[Records from a collection]
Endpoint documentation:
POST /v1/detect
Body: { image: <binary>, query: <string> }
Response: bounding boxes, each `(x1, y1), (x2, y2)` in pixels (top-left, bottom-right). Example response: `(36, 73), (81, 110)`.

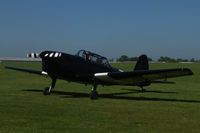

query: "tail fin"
(134, 55), (149, 71)
(27, 53), (40, 58)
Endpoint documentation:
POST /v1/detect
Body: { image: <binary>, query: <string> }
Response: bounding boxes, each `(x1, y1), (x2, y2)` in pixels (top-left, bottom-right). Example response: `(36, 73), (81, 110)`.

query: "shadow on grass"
(22, 89), (200, 103)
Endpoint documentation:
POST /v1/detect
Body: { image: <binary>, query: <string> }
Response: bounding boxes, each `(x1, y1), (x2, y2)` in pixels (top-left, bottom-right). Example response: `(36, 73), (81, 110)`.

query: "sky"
(0, 0), (200, 59)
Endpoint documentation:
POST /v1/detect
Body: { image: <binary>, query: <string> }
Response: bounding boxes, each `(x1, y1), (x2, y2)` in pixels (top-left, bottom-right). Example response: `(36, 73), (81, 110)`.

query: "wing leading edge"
(5, 66), (48, 76)
(95, 68), (193, 85)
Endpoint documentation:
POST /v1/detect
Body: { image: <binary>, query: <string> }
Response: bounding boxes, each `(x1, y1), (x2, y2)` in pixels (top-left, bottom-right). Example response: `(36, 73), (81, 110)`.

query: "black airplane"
(5, 50), (193, 99)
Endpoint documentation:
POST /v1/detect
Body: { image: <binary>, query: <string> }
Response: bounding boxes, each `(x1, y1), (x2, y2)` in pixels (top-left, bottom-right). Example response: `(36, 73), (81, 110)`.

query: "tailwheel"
(140, 86), (146, 92)
(90, 90), (98, 100)
(43, 78), (56, 95)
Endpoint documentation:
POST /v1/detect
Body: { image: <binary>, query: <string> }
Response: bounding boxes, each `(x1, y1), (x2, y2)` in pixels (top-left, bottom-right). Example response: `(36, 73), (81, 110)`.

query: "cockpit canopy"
(76, 50), (111, 67)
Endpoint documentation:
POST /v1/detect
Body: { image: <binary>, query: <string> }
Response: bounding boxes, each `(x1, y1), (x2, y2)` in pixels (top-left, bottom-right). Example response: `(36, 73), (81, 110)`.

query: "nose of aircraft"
(40, 51), (61, 59)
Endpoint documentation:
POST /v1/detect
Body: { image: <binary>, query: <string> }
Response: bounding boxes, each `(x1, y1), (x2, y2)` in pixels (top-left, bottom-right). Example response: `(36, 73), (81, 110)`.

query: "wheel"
(43, 87), (51, 95)
(90, 91), (98, 100)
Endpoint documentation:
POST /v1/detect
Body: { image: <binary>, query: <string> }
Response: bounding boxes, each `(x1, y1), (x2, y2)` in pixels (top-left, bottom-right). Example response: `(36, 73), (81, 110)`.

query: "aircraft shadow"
(22, 89), (200, 103)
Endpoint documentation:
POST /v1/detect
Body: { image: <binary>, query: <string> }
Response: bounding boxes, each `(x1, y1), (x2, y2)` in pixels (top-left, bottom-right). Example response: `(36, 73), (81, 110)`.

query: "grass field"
(0, 63), (200, 133)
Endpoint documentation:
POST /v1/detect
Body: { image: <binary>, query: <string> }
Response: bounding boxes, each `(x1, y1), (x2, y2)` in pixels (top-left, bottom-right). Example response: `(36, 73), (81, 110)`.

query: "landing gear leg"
(43, 78), (56, 95)
(90, 81), (98, 100)
(140, 86), (146, 92)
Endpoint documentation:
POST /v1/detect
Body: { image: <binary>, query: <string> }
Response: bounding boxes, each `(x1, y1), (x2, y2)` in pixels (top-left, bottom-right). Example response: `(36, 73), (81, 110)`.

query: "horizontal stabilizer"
(5, 66), (48, 75)
(151, 81), (176, 84)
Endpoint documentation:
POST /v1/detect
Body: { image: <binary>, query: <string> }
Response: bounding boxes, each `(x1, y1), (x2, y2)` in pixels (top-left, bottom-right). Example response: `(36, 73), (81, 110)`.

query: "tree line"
(115, 55), (200, 63)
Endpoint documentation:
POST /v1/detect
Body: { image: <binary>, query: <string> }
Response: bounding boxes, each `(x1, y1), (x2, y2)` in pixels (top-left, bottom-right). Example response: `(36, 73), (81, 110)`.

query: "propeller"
(27, 53), (40, 58)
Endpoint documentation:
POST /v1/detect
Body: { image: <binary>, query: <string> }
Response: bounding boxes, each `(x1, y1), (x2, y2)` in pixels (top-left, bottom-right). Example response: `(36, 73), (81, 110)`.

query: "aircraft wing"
(95, 68), (193, 85)
(5, 66), (48, 76)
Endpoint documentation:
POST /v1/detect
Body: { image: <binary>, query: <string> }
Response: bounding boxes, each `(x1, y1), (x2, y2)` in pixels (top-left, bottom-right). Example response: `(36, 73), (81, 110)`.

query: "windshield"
(76, 50), (111, 67)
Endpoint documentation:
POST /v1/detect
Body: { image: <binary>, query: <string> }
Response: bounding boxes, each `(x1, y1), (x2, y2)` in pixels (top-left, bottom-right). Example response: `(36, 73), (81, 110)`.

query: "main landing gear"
(140, 86), (146, 92)
(43, 78), (56, 95)
(90, 81), (98, 100)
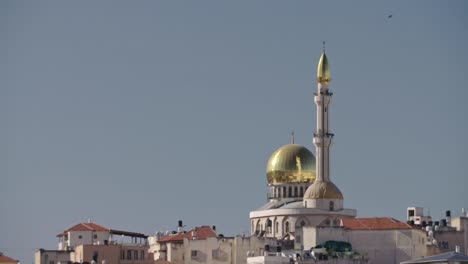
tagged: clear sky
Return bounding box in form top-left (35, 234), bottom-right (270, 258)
top-left (0, 1), bottom-right (468, 263)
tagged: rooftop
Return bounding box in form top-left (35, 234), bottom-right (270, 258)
top-left (343, 217), bottom-right (412, 230)
top-left (158, 226), bottom-right (217, 243)
top-left (57, 223), bottom-right (148, 238)
top-left (0, 252), bottom-right (18, 264)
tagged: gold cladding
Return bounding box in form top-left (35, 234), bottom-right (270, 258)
top-left (266, 144), bottom-right (315, 184)
top-left (317, 51), bottom-right (330, 83)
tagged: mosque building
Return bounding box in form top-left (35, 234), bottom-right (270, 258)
top-left (35, 50), bottom-right (468, 264)
top-left (250, 50), bottom-right (356, 247)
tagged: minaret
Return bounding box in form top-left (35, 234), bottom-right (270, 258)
top-left (304, 48), bottom-right (343, 211)
top-left (314, 48), bottom-right (333, 182)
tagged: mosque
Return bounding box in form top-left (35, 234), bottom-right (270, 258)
top-left (250, 50), bottom-right (356, 244)
top-left (35, 50), bottom-right (468, 264)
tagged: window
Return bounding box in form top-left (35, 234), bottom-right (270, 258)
top-left (296, 235), bottom-right (301, 243)
top-left (333, 218), bottom-right (340, 226)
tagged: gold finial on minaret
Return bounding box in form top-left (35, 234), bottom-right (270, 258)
top-left (317, 41), bottom-right (331, 83)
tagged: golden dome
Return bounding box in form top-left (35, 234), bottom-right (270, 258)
top-left (266, 144), bottom-right (315, 184)
top-left (304, 181), bottom-right (343, 200)
top-left (317, 50), bottom-right (330, 83)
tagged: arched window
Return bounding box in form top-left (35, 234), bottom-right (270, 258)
top-left (333, 218), bottom-right (340, 226)
top-left (266, 219), bottom-right (272, 234)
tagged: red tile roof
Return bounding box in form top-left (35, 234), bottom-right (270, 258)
top-left (343, 217), bottom-right (411, 230)
top-left (0, 252), bottom-right (18, 264)
top-left (158, 226), bottom-right (217, 243)
top-left (57, 223), bottom-right (110, 237)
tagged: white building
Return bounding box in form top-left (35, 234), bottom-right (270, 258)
top-left (35, 222), bottom-right (153, 264)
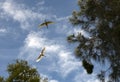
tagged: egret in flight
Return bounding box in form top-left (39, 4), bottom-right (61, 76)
top-left (39, 20), bottom-right (54, 28)
top-left (36, 48), bottom-right (45, 62)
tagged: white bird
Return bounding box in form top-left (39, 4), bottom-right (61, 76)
top-left (36, 48), bottom-right (45, 62)
top-left (39, 20), bottom-right (54, 28)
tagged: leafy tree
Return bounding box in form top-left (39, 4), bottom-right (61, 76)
top-left (6, 60), bottom-right (41, 82)
top-left (67, 0), bottom-right (120, 82)
top-left (0, 76), bottom-right (5, 82)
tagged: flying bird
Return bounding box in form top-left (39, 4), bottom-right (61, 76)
top-left (36, 48), bottom-right (45, 62)
top-left (39, 20), bottom-right (54, 28)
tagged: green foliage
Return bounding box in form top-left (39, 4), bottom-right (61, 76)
top-left (6, 60), bottom-right (40, 82)
top-left (0, 76), bottom-right (5, 82)
top-left (68, 0), bottom-right (120, 82)
top-left (82, 60), bottom-right (94, 74)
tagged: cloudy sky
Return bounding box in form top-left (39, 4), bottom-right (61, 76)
top-left (0, 0), bottom-right (98, 82)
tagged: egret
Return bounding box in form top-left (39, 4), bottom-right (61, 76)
top-left (36, 48), bottom-right (45, 62)
top-left (39, 20), bottom-right (54, 28)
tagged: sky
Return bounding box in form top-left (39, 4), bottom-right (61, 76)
top-left (0, 0), bottom-right (99, 82)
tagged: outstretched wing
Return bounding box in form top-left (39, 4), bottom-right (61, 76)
top-left (46, 21), bottom-right (54, 24)
top-left (39, 22), bottom-right (46, 27)
top-left (36, 48), bottom-right (45, 62)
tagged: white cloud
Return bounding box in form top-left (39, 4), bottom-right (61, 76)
top-left (74, 71), bottom-right (100, 82)
top-left (49, 80), bottom-right (59, 82)
top-left (19, 32), bottom-right (81, 77)
top-left (0, 0), bottom-right (50, 29)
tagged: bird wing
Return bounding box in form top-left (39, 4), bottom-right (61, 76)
top-left (39, 22), bottom-right (46, 27)
top-left (36, 48), bottom-right (45, 62)
top-left (36, 54), bottom-right (43, 62)
top-left (46, 21), bottom-right (54, 24)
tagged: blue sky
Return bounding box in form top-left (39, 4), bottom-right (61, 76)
top-left (0, 0), bottom-right (98, 82)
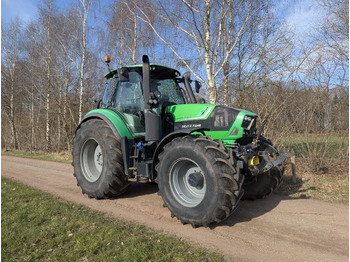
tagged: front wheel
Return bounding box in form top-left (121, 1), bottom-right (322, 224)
top-left (156, 136), bottom-right (243, 227)
top-left (73, 119), bottom-right (130, 199)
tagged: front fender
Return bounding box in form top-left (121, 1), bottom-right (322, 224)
top-left (77, 109), bottom-right (133, 141)
top-left (152, 129), bottom-right (206, 182)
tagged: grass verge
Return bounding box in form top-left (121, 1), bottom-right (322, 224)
top-left (276, 174), bottom-right (349, 204)
top-left (1, 150), bottom-right (72, 163)
top-left (1, 178), bottom-right (223, 261)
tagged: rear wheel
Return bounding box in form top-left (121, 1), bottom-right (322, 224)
top-left (156, 136), bottom-right (243, 227)
top-left (73, 119), bottom-right (130, 199)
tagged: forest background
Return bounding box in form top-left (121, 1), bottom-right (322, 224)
top-left (1, 0), bottom-right (349, 173)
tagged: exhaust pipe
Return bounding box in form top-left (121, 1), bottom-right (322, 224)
top-left (142, 55), bottom-right (161, 142)
top-left (182, 72), bottom-right (197, 104)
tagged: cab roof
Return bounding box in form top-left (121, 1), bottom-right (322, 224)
top-left (105, 64), bottom-right (181, 79)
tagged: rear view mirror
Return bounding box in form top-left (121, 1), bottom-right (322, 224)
top-left (117, 67), bottom-right (129, 82)
top-left (194, 80), bottom-right (202, 93)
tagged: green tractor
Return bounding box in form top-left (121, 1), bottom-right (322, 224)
top-left (72, 55), bottom-right (288, 227)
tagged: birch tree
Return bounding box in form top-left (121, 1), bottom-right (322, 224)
top-left (129, 0), bottom-right (261, 104)
top-left (1, 18), bottom-right (21, 149)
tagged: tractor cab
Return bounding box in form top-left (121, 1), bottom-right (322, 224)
top-left (99, 64), bottom-right (190, 137)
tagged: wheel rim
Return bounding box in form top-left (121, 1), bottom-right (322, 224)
top-left (169, 158), bottom-right (207, 207)
top-left (80, 138), bottom-right (103, 182)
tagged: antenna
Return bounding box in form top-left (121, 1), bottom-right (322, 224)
top-left (105, 55), bottom-right (111, 72)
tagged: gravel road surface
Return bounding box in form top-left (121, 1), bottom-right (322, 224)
top-left (1, 156), bottom-right (349, 262)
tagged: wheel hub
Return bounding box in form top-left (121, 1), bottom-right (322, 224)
top-left (188, 172), bottom-right (204, 189)
top-left (169, 158), bottom-right (207, 207)
top-left (80, 138), bottom-right (103, 182)
top-left (96, 152), bottom-right (103, 166)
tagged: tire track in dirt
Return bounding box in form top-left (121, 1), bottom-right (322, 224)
top-left (1, 156), bottom-right (349, 261)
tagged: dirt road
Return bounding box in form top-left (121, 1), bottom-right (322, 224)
top-left (1, 156), bottom-right (349, 261)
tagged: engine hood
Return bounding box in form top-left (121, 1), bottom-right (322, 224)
top-left (167, 104), bottom-right (257, 140)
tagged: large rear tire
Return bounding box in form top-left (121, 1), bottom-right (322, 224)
top-left (156, 136), bottom-right (243, 227)
top-left (72, 119), bottom-right (130, 199)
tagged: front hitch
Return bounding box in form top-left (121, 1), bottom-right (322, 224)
top-left (248, 146), bottom-right (289, 176)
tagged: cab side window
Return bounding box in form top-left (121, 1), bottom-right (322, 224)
top-left (112, 72), bottom-right (145, 135)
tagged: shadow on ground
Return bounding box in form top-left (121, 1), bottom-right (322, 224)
top-left (109, 176), bottom-right (314, 229)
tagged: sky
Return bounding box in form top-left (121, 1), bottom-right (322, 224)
top-left (0, 0), bottom-right (323, 38)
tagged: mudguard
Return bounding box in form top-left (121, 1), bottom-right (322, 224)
top-left (77, 109), bottom-right (134, 142)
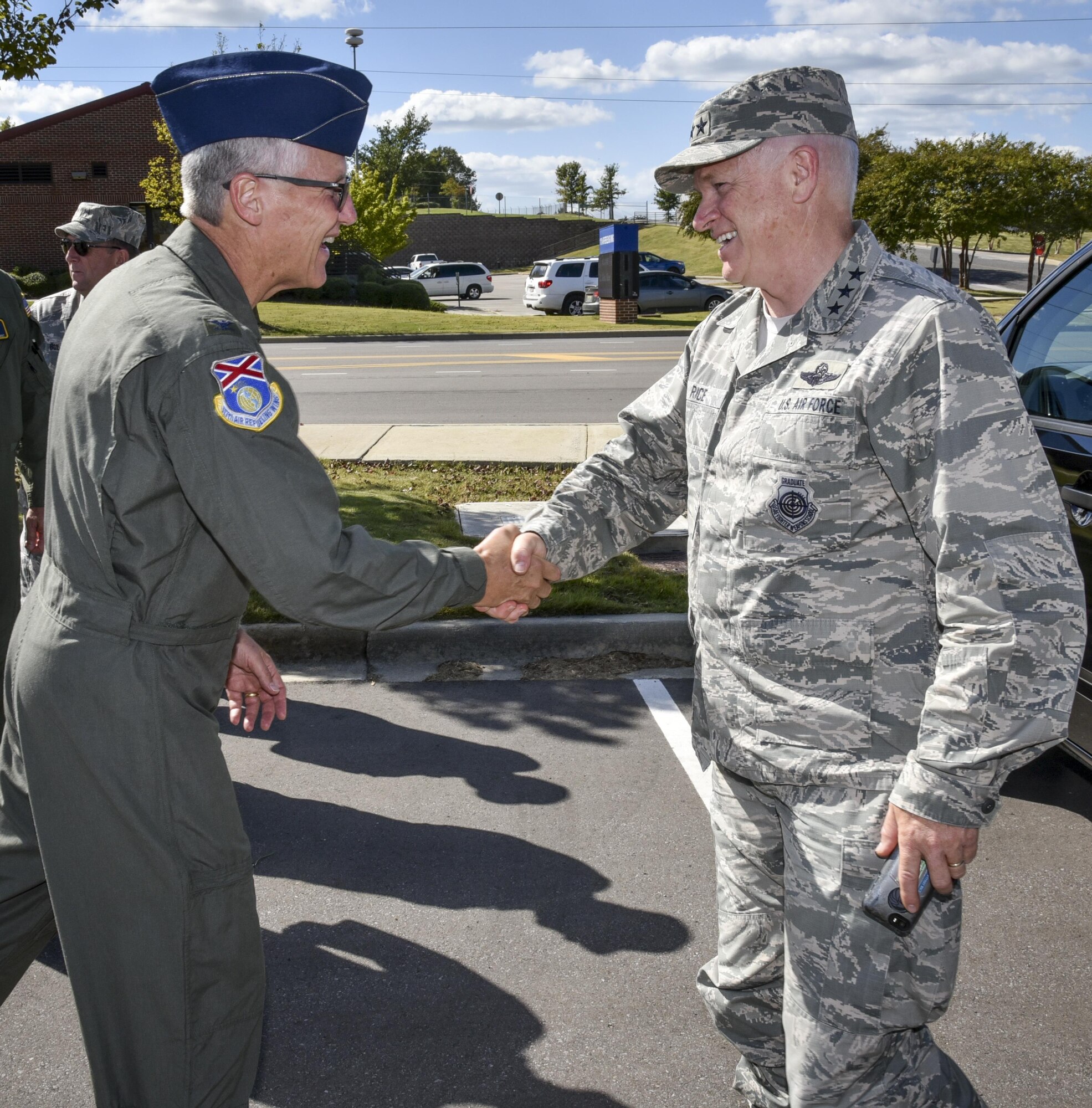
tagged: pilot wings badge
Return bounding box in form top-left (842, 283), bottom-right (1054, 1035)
top-left (213, 353), bottom-right (285, 431)
top-left (799, 361), bottom-right (845, 389)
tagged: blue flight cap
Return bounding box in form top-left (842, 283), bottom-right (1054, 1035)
top-left (152, 50), bottom-right (372, 157)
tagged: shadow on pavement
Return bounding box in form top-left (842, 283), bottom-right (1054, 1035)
top-left (392, 680), bottom-right (664, 746)
top-left (1001, 749), bottom-right (1092, 822)
top-left (218, 700), bottom-right (569, 804)
top-left (255, 921), bottom-right (623, 1108)
top-left (235, 784), bottom-right (690, 954)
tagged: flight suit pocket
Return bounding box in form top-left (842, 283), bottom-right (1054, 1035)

* [Required task]: Omit the pictures, and please restate word for word the lines running from the line with "tagged: front hitch" to the end of the entries.

* [Correct output]:
tagged: front hitch
Return bounding box in form top-left (121, 1), bottom-right (322, 224)
top-left (248, 146), bottom-right (289, 176)
tagged: cab side window
Return bounding box in form top-left (121, 1), bottom-right (322, 224)
top-left (112, 72), bottom-right (145, 135)
tagged: shadow on ground
Return bounding box in form top-left (121, 1), bottom-right (322, 224)
top-left (109, 176), bottom-right (314, 229)
tagged: sky
Return bounding box in form top-left (121, 1), bottom-right (322, 224)
top-left (0, 0), bottom-right (323, 38)
tagged: mudguard
Return bounding box in form top-left (121, 1), bottom-right (322, 224)
top-left (77, 109), bottom-right (134, 142)
tagged: pilot wings badge
Return bounding box in form top-left (842, 283), bottom-right (1054, 1035)
top-left (213, 353), bottom-right (285, 431)
top-left (799, 361), bottom-right (845, 389)
tagged: blue flight cap
Return bounding box in form top-left (842, 283), bottom-right (1054, 1035)
top-left (152, 50), bottom-right (372, 157)
tagged: shadow on pavement
Return bounding box in form top-left (842, 283), bottom-right (1054, 1035)
top-left (392, 680), bottom-right (664, 746)
top-left (1001, 749), bottom-right (1092, 822)
top-left (218, 700), bottom-right (569, 804)
top-left (255, 921), bottom-right (623, 1108)
top-left (235, 784), bottom-right (690, 954)
tagged: flight suit pocket
Return bounding box in form top-left (842, 283), bottom-right (1054, 1035)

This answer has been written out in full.